Textauszug →
━━━━━━━━━━━━━━━━

Das mit den Links im Text ging beim alten cms schon, man musste es nur wollen.
Das Arbeiten mit dem alten CMS ist wirklich eine Krux, wie ich aus leidvoller Erfahrung berichten kann.
Da sind die Links in den Texten noch das kleinste Problem. Große Pop-Up-Bilder sind ein Riesenaufwand, andere Formate als die vorgegebene praktisch unmöglich. Drag-and-drop ist ein Fremdwort. Und Scrollen ist eine ganz tolle Erfindung, die man erst zu schätzen lernt, wenn es nicht geht. Ist halt ein System aus „vergangenen“ Zeiten.
Dafür liefert die Bundeswehr aber auf der ein oder anderen Seite doch ein ziemlich gutes Bild ab. Da steckt viel Herzblut von einigen drin.
Schön, wenn es jetzt neu und up-to-date wird. Auch wenn man über Geschmack ja immer streiten kann …
Mir gefällt der neue Auftritt des BMVg richtig gut! Schade ist aber, dass dies noch nicht für die Seiten der Bundeswehr an sich und der einzelnen TSK und MilOrgBer gilt.
Ich frage mich, wieviel Zeit die „geplante Umstellung von bundeswehr.de und den anderen Seiten“ brauchen wird. „Langfristig“ ist da ja eine ziemlich schwammige Aussage…
Da ich zivilberuflich aus der Online-Kommunikationsbranche komme, ein kurzes Bravo-Zulu für die Gestaltung des neuen Auftritts. Aaaaaaber:
Eine unglaublich lange Ladezeit. Das geht besser!!
Siehe der Test mit „test my site with google“: http://up.picr.de/29951353zj.pdf
@ T. Wiegold: Eventuell könnte das Informationsfreiheitsgesetz zur Verpflichtung auf öffentlichen Zugang zu diesen Informationen herangezogen werden.
@Nick von Stra:
Auch im Intranet ist die Einschlafgeschichte stets mein erster Klick, ich würde sie noch weiter oben platzieren, am liebsten direkt als Pop-Up!
Ernsthaft: Das Layout gefällt mir, die Links sollten endgültig mal den Schritt aus den 1980ern raus schaffen und die „untergeordneten Seiten“ möglichst bald auch umschwenken.
Sonst kommt spätestens beim weiterverlinkten Inhalt die kalte Dusche und die Ankunft in der Realität.

━━━━━━━━━━━━━━━━

Übungsdaten →
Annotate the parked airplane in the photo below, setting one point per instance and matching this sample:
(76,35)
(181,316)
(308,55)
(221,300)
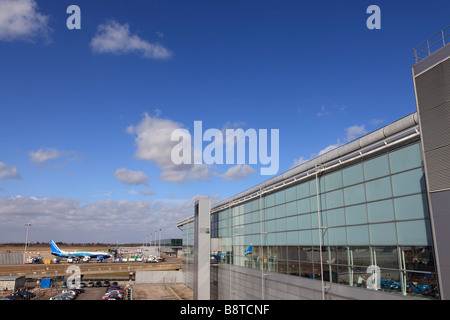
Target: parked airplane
(86,255)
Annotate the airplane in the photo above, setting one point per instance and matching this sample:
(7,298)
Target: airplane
(86,255)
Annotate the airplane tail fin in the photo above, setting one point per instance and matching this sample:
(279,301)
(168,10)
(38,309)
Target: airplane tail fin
(54,247)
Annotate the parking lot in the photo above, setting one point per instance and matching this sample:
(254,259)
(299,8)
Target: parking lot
(139,292)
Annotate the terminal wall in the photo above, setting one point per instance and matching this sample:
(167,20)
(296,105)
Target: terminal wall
(240,283)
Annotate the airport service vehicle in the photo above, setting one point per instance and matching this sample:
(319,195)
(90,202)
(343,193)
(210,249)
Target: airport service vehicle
(77,255)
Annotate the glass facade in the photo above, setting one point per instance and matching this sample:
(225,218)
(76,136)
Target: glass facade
(188,253)
(344,226)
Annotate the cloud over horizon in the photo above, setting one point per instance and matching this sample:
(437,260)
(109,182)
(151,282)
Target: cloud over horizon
(113,37)
(71,220)
(20,20)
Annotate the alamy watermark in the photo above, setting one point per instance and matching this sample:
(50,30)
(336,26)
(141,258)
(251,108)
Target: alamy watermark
(189,150)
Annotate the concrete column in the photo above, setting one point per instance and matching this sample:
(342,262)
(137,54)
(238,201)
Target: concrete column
(202,249)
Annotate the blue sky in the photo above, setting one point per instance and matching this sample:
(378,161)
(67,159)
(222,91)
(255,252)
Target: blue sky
(74,103)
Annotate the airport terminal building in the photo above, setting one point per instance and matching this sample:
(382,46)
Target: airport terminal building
(368,220)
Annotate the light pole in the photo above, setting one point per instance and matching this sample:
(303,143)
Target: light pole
(159,242)
(28,225)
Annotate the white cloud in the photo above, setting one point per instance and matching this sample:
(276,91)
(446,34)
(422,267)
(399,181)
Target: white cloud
(43,155)
(70,220)
(131,177)
(376,122)
(8,172)
(238,172)
(146,192)
(323,112)
(116,38)
(20,20)
(330,147)
(153,141)
(355,131)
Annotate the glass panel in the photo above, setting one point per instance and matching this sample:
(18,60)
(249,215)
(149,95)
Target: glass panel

━━━━━━━━━━━━━━━━

Arbeitsschritte →
[1] Welche Schwäche des neuen Auftritts bemängelt der Kommentar aus der Online-Kommunikationsbranche im Textauszug?
[2] Übernimm aus der Auflistung alles von der Zeile mit „Annotate the alamy“ bis zum Ende der Auflistung unverändert, beide Enden eingeschlossen.

Endergebnisse →
[1] Eine unglaublich lange Ladezeit.

[2]
Annotate the alamy watermark in the photo above, setting one point per instance and matching this sample:
(50,30)
(336,26)
(141,258)
(251,108)
Target: alamy watermark
(189,150)
Annotate the concrete column in the photo above, setting one point per instance and matching this sample:
(342,262)
(137,54)
(238,201)
Target: concrete column
(202,249)
Annotate the blue sky in the photo above, setting one point per instance and matching this sample:
(378,161)
(67,159)
(222,91)
(255,252)
Target: blue sky
(74,103)
Annotate the airport terminal building in the photo above, setting one point per instance and matching this sample:
(382,46)
Target: airport terminal building
(368,220)
Annotate the light pole in the photo above, setting one point per instance and matching this sample:
(303,143)
Target: light pole
(159,242)
(28,225)
Annotate the white cloud in the photo above, setting one point per instance and matching this sample:
(276,91)
(446,34)
(422,267)
(399,181)
Target: white cloud
(43,155)
(70,220)
(131,177)
(376,122)
(8,172)
(238,172)
(146,192)
(323,112)
(116,38)
(20,20)
(330,147)
(153,141)
(355,131)
Annotate the glass panel in the photo above, setting one point per instance and matching this sample:
(18,60)
(249,215)
(149,95)
Target: glass panel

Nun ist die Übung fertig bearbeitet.